======== Texto ========
La historia de la mujer, por su situación dependiente y sometida al género masculino, ha ido de la mano de las reivindicaciones femeninas. Primero como voces tímidas e individuales, con el tiempo, las reivindicaciones de las mujeres se materializaron en manifiestos y en grupos conformados y organizados para alcanzar unos derechos largamente vetados. Esas mismas reivindicaciones son, sin embargo, límites para la visión objetiva del pasado de las mujeres. Como lo son los prejuicios religiosos y de índole machista, que provocan la omisión consciente de cualquier mérito femenino, las teorías más radicales en favor de las mujeres mueven el péndulo hacia el otro extremo, intentando defender ideas que no siempre tienen base histórica demostrable.
Esta óptica distinta de la historia en la que la parte femenina debe tener más presencia y protagonismo nace de la frustrante incapacidad de encontrar pruebas concluyentes sobre el origen de la sumisión de la mujer. La principal diferencia biológica entre hombres y mujeres es la capacidad femenina de la maternidad. Pero de la misma manera que no se ha demostrado científicamente lo que denominamos «instinto maternal», tampoco es verdad que la maternidad haga de las mujeres seres más débiles que los hombres. O al menos que esa debilidad física sea la base para someterlas socialmente.
RUBENS, Peter Paul. El nacimiento de la Vía Láctea (1636-1638). Museo Nacional del Prado, Madrid. El lienzo recrea el mito de la creación de la Vía Láctea simbolizada por una mujer. Según este mito, Hera, la esposa del dios Zeus, da el pecho a Heracles, el hijo habido entre su esposo y la mortal Alcmena.
======== Datos proporcionados ========
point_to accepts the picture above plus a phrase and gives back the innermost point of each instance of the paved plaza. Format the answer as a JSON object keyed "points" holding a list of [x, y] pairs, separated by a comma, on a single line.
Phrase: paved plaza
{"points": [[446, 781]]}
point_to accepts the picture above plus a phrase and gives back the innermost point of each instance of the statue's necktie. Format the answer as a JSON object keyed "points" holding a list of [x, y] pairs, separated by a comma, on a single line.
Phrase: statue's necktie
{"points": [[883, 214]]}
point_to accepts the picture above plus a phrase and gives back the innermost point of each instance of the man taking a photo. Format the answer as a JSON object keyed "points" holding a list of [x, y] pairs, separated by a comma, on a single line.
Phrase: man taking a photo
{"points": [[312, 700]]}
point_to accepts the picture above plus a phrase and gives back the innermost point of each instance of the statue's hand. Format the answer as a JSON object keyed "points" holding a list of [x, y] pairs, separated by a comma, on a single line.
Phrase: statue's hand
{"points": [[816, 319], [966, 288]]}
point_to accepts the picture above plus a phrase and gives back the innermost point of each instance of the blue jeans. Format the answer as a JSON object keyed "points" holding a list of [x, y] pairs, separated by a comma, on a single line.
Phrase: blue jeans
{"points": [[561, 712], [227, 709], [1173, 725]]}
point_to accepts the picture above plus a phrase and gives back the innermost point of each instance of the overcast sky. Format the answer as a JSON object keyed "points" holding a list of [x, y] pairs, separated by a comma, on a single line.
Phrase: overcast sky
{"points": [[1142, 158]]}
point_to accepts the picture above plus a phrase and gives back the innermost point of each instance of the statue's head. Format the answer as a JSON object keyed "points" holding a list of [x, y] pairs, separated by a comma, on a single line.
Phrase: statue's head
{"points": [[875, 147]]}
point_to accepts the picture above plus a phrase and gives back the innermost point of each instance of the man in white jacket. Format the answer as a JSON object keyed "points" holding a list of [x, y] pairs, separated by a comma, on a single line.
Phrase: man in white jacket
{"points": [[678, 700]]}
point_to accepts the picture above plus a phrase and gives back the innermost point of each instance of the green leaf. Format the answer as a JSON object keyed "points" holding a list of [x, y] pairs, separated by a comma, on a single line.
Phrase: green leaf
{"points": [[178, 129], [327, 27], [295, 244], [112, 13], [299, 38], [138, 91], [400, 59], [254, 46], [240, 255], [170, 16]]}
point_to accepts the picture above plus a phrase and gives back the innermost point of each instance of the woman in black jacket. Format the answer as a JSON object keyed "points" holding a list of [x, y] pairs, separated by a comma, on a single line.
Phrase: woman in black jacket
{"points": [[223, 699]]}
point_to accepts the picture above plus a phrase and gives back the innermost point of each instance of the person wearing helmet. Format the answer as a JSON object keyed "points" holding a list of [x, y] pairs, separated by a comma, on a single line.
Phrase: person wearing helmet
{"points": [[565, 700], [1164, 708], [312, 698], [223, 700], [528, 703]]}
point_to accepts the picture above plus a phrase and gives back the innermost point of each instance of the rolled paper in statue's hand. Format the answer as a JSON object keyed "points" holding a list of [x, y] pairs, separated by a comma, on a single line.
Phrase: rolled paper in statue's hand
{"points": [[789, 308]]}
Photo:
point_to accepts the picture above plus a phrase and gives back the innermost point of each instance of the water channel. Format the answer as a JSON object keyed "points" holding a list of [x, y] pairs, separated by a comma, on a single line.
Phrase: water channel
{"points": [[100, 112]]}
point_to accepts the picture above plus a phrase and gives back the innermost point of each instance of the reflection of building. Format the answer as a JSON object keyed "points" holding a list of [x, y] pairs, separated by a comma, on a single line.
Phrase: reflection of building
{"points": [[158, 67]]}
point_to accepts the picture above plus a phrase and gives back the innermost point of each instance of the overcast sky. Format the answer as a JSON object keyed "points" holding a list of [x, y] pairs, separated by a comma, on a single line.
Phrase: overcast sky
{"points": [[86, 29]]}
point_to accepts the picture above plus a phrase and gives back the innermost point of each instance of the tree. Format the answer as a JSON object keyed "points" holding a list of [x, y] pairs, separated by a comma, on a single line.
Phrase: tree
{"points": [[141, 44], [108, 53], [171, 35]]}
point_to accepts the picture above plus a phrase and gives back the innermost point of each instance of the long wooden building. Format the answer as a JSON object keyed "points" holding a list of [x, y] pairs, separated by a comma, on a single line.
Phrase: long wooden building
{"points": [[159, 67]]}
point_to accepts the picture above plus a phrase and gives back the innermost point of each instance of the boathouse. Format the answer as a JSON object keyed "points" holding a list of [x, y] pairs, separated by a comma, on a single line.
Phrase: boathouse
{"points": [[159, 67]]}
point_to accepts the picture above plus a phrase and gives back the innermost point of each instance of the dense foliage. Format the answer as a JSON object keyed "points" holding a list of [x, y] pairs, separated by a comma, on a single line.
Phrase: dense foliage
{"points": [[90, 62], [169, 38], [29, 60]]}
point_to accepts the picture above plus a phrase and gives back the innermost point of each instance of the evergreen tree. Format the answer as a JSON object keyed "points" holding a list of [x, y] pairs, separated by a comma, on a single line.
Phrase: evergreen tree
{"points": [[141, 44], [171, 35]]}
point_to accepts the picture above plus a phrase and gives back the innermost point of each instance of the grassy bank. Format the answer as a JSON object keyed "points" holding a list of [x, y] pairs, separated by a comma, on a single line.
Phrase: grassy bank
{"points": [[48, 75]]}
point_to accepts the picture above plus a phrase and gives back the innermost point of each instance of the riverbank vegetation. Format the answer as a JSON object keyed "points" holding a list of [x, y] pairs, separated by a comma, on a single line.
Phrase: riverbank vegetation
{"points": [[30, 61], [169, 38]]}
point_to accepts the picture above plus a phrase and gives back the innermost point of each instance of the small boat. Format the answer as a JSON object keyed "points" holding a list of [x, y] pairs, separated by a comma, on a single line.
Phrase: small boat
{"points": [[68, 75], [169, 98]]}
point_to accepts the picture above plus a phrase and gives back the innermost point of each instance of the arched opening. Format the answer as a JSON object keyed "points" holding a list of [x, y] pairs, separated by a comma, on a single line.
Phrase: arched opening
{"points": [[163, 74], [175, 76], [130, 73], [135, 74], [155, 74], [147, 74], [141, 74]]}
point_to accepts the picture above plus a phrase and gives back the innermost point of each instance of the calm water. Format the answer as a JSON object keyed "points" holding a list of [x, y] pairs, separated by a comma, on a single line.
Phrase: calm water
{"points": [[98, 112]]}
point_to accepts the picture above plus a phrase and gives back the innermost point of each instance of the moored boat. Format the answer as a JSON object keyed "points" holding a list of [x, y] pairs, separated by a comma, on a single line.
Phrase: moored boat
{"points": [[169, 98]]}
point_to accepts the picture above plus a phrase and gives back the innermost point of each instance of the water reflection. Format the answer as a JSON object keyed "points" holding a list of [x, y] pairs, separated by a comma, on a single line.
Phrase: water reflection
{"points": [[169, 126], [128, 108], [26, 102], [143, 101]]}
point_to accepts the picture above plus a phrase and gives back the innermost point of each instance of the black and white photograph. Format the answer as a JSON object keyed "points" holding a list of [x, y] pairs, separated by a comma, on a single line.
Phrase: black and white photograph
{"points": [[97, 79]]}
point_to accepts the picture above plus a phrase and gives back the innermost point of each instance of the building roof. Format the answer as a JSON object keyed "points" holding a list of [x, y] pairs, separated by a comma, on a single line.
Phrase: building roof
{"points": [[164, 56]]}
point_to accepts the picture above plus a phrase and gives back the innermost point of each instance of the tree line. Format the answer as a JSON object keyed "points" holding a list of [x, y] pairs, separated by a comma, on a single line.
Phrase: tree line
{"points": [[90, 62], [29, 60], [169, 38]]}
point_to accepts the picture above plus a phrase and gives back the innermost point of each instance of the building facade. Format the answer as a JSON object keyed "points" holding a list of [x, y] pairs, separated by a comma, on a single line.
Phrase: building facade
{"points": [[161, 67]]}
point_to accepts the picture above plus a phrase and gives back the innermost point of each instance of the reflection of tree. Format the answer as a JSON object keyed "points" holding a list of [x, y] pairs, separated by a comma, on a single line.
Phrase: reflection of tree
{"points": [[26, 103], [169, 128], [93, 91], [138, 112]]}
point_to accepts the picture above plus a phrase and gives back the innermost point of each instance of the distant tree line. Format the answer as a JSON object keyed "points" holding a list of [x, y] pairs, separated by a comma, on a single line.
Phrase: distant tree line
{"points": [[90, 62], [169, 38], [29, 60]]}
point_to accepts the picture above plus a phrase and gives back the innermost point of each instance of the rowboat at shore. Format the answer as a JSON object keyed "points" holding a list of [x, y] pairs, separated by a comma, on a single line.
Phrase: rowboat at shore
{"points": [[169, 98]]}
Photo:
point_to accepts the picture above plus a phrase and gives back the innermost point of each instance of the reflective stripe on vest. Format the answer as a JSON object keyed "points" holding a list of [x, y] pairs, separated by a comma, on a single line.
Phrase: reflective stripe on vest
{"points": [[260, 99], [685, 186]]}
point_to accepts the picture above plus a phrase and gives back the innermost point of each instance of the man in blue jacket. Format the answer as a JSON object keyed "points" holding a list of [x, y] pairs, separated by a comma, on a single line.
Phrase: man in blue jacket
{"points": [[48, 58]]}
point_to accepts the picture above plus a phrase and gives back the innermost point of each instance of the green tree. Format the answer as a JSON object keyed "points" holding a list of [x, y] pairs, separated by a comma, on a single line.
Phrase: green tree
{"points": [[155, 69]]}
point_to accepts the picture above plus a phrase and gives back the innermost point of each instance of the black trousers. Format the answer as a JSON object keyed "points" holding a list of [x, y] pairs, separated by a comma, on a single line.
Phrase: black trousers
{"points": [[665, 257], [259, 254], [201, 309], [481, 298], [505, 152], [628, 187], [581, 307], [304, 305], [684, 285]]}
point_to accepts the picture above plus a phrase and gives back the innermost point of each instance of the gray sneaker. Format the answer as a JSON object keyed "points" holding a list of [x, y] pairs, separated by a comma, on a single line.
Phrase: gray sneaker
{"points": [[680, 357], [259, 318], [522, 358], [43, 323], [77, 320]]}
========
Completa lo siguiente:
(a) Responde estas preguntas sobre el texto acerca de la historia de la mujer:
(i) ¿Cuál es, según el texto, la principal diferencia biológica entre hombres y mujeres?
(ii) ¿En qué museo se encuentra el lienzo de Rubens que se menciona?
(iii) En el mito que recrea ese lienzo, ¿a quién da el pecho Hera?
(b) Transcribe sin cambios el fragmento del texto sobre la historia de la mujer que va desde "RUBENS, Peter Paul." hasta "la mortal Alcmena.", ambos incluidos.

Respuestas:
(a)
(i) La capacidad femenina de la maternidad.
(ii) En el Museo Nacional del Prado, en Madrid.
(iii) A Heracles, el hijo habido entre Zeus y la mortal Alcmena.

(b)
RUBENS, Peter Paul. El nacimiento de la Vía Láctea (1636-1638). Museo Nacional del Prado, Madrid. El lienzo recrea el mito de la creación de la Vía Láctea simbolizada por una mujer. Según este mito, Hera, la esposa del dios Zeus, da el pecho a Heracles, el hijo habido entre su esposo y la mortal Alcmena.